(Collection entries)
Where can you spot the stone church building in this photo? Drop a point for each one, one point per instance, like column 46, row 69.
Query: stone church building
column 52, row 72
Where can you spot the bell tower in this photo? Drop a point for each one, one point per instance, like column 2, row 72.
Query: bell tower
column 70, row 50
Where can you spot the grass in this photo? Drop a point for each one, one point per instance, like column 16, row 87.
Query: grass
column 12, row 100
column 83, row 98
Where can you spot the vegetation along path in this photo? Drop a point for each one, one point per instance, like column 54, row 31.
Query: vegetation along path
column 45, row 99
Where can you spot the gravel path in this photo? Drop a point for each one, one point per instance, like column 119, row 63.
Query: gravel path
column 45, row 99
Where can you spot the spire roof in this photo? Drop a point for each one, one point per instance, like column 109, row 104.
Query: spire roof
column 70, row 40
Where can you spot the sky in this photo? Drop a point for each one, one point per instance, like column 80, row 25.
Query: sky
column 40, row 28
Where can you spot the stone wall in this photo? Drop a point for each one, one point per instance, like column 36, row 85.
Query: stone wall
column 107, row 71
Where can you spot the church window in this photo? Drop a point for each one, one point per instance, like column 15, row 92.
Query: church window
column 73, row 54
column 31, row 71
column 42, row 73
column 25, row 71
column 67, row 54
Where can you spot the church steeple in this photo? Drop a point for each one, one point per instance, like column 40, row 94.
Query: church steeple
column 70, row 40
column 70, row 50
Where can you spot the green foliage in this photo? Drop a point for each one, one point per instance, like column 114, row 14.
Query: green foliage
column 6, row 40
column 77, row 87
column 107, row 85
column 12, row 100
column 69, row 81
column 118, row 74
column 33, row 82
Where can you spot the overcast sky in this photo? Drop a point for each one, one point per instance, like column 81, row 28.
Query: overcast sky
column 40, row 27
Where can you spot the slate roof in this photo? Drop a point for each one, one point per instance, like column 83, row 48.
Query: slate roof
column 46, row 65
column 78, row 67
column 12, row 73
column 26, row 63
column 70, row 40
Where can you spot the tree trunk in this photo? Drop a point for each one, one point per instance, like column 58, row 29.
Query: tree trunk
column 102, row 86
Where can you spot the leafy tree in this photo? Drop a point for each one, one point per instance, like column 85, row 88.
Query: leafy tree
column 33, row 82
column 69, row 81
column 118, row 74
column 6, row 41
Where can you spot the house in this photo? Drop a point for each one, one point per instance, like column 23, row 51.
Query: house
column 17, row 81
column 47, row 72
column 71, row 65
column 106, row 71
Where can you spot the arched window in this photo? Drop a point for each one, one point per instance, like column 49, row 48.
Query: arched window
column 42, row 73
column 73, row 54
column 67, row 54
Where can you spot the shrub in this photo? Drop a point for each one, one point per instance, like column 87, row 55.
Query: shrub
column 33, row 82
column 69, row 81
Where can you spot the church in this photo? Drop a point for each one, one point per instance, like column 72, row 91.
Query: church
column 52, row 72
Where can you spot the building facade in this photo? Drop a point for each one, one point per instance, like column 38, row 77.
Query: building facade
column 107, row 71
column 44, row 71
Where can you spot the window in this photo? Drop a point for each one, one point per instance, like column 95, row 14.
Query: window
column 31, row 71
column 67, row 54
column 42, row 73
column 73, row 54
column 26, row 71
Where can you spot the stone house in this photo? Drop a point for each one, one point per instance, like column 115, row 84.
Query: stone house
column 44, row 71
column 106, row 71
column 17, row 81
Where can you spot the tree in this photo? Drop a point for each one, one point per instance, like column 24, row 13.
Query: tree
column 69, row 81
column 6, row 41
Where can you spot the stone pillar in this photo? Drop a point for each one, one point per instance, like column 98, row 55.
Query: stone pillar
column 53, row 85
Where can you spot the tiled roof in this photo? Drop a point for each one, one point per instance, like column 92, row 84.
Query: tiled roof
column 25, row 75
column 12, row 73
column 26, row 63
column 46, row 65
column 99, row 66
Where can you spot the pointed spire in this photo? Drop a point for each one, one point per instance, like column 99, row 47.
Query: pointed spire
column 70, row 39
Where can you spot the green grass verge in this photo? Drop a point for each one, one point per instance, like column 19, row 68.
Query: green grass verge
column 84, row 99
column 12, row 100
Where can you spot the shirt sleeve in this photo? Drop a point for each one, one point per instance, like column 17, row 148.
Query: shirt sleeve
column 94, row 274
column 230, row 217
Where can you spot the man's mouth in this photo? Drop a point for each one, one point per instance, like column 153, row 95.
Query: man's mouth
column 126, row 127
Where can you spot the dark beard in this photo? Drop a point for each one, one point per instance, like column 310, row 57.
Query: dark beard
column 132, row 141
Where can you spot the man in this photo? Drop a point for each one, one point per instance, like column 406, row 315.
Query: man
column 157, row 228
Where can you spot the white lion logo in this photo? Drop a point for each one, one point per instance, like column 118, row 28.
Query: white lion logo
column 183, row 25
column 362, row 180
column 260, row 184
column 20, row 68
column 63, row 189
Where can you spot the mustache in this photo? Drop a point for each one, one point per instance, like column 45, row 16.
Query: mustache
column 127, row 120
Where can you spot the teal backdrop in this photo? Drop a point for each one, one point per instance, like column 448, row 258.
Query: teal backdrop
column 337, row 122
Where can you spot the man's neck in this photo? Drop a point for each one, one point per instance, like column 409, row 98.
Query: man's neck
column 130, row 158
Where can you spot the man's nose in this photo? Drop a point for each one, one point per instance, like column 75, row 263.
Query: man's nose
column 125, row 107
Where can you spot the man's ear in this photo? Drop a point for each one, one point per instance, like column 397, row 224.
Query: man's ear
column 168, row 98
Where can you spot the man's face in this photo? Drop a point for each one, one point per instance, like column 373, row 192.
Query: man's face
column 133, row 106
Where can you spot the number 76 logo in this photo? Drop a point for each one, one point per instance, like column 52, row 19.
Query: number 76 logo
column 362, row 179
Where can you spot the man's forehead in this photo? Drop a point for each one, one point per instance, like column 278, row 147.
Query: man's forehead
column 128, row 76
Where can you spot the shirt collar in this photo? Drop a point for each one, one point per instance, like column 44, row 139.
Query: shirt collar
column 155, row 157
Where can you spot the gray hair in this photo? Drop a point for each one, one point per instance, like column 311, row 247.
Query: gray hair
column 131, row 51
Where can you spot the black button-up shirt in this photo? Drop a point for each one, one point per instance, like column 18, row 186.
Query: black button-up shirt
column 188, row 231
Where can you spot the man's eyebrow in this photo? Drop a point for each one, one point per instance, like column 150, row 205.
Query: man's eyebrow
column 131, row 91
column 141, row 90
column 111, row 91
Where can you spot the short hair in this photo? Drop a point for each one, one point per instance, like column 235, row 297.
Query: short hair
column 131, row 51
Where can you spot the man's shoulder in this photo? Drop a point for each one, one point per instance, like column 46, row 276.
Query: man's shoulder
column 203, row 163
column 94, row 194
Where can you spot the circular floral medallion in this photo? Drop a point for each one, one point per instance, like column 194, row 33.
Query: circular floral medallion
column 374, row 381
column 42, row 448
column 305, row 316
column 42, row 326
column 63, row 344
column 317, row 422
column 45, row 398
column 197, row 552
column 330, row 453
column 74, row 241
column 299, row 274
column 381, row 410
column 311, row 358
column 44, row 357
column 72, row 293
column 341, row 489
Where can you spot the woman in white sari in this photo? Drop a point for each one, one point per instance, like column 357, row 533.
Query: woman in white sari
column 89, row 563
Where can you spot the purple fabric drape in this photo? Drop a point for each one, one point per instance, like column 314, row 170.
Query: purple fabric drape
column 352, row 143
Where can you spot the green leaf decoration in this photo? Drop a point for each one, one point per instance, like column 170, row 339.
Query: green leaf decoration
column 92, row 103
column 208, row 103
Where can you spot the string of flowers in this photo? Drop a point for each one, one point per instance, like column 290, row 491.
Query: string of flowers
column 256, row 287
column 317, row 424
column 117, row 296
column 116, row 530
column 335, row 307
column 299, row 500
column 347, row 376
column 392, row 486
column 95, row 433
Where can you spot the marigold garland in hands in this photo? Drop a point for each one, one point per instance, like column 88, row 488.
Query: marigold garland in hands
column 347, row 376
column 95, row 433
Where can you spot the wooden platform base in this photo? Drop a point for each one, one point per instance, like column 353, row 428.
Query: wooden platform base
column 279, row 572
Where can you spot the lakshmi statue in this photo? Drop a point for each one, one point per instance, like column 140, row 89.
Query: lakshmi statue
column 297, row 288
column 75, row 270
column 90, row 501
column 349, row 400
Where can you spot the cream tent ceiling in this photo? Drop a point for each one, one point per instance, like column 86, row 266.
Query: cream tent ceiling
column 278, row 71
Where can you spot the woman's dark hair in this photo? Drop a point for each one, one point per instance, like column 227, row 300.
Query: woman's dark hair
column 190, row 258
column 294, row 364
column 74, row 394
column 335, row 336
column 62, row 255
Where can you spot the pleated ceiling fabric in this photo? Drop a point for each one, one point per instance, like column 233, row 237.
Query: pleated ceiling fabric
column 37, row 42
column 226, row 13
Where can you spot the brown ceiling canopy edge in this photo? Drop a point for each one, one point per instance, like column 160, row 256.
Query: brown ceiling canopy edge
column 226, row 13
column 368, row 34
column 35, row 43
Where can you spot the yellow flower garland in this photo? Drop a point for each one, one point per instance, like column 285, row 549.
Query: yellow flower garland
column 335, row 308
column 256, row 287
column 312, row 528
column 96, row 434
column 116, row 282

▶ [Work task] Using the entries above, give back exactly the line containing "Where can you spot the grass", the line containing "Where can you spot the sky", and every line between them, and nothing else.

▶ [Reply to the task]
Where can you spot the grass in this photo? Drop a point for each one, one point per instance, like column 16, row 87.
Query: grass
column 12, row 100
column 83, row 98
Where can you spot the vegetation along path in this photo? Drop a point for each one, one point per instance, like column 54, row 31.
Query: vegetation along path
column 45, row 99
Where can you spot the gravel path in this photo? Drop a point for each one, one point per instance, like column 119, row 63.
Query: gravel path
column 45, row 99
Where can you spot the spire roof in this photo? Drop a point for each one, one point per instance, like column 109, row 104.
Query: spire roof
column 70, row 40
Where can you spot the sky in this photo? Drop a point for each one, one point per instance, like column 80, row 25.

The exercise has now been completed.